→ **Problem to work on**
Below are records to be output exactly, every one of them.

→ **Records to use**
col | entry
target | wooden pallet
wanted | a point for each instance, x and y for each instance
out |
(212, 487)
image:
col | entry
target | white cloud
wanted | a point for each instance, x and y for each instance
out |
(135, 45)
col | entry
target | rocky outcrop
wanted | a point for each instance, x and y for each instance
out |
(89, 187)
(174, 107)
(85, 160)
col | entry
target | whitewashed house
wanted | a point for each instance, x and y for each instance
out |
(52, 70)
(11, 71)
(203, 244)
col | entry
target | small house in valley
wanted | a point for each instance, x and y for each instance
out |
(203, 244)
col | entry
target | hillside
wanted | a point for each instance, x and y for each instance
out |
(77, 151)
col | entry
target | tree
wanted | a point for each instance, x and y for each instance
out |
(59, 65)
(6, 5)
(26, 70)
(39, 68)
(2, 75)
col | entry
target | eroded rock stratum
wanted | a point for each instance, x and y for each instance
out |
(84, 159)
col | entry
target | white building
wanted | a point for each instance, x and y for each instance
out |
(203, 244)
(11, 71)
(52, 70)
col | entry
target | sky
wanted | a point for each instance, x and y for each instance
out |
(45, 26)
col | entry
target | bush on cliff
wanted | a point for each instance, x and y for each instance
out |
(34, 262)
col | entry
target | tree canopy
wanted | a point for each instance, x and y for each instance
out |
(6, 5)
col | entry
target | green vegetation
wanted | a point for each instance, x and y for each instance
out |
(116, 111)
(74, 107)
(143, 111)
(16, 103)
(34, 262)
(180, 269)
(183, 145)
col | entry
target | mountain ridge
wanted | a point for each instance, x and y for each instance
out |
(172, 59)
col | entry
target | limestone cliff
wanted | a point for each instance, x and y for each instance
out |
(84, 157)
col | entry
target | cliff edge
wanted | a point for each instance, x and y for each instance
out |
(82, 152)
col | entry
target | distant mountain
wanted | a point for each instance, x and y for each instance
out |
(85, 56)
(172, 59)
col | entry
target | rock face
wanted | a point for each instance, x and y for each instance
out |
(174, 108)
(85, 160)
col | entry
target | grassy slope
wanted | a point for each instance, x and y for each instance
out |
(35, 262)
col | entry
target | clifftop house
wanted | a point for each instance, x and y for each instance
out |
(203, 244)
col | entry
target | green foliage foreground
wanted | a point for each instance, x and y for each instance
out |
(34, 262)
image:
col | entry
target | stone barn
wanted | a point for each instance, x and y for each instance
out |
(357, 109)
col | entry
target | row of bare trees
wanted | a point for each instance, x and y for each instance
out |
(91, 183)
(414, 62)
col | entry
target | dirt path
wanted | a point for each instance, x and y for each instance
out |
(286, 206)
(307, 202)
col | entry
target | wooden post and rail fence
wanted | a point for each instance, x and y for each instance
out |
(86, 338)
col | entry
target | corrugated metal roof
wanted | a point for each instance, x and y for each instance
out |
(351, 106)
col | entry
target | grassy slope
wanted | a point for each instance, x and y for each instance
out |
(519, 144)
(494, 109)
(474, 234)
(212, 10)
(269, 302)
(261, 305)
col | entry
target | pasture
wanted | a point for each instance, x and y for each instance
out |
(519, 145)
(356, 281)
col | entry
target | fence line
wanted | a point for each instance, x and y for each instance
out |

→ **Task result**
col | entry
target | wooden pallet
wanted | a point for each instance, x and y for each instance
out |
(212, 487)
image:
col | entry
target | white cloud
wanted | a point for each instance, x and y for each instance
out |
(135, 45)
col | entry
target | rocky outcrop
wanted | a point for each instance, x and y for each instance
out |
(89, 187)
(174, 107)
(85, 160)
col | entry
target | whitewashed house
wanted | a point for each instance, x and y for each instance
out |
(52, 70)
(11, 71)
(203, 244)
col | entry
target | small house in valley
wanted | a point for each instance, x and y for each instance
out |
(203, 244)
col | entry
target | hillside
wanted | a point for each instance, x and y for each instance
out |
(77, 151)
col | entry
target | tree
wanted | a point for each instance, x and y for each instance
out |
(59, 65)
(6, 5)
(26, 70)
(39, 68)
(2, 75)
col | entry
target | eroded rock stratum
wanted | a point for each instance, x and y for each instance
out |
(84, 159)
col | entry
target | white building
wanted | a point for each instance, x and y for each instance
out |
(203, 244)
(11, 71)
(52, 70)
col | entry
target | sky
wanted | a point for each instance, x and y for each instance
out |
(45, 26)
col | entry
target | bush on cliff
wanted | a point for each instance, x and y for each instance
out |
(34, 262)
col | entry
target | tree canopy
wanted | a point for each instance, x and y for each instance
out |
(6, 5)
col | entry
target | green vegetation
wanted | a point for each instance, x and y for each instance
out |
(116, 111)
(74, 107)
(143, 111)
(16, 103)
(34, 262)
(180, 269)
(183, 145)
col | entry
target | mountain ridge
wanted | a point for each instance, x and y for each instance
out |
(172, 59)
col | entry
target | limestone cliff
wanted | a point for each instance, x and y for each instance
out |
(84, 157)
col | entry
target | cliff edge
wanted | a point for each instance, x and y for each instance
out |
(82, 152)
col | entry
target | distant mountain
wanted | a point for each instance, x and y for each instance
out |
(85, 56)
(172, 59)
col | entry
target | rock face
wanted | a point for each instance, x and y for each instance
out |
(174, 108)
(85, 160)
col | entry
target | grassy slope
wanted | a point for each instance, x and y for each instance
out |
(35, 262)
col | entry
target | clifftop house
wanted | a point for each instance, x and y for each instance
out |
(203, 244)
col | entry
target | green foliage foreground
wanted | a point for each instance, x and y for each instance
out |
(34, 262)
image:
col | entry
target | stone barn
wanted | a point for each instance, x and y for each instance
out |
(357, 109)
col | entry
target | row of bare trees
wanted | a point for each instance, x and y for each instance
out |
(91, 183)
(414, 62)
col | entry
target | dirt path
wanted | a point for each instance, x and y for each instance
out |
(286, 206)
(307, 202)
col | entry
target | wooden post and rail fence
wanted | a point for each instance, x and y for each instance
out |
(86, 338)
col | entry
target | corrugated metal roof
wanted | a point for each instance, x and y for each instance
out |
(351, 106)
col | entry
target | grassy slope
wanted | a point for each instance, x and y for each instance
out |
(519, 144)
(494, 109)
(474, 234)
(212, 10)
(269, 302)
(261, 305)
col | entry
target | pasture
wanted | a point for each instance, x and y for each instance
out |
(519, 145)
(356, 281)
col | entry
target | fence line
wanted | a point for each instance, x and y for each instance
out |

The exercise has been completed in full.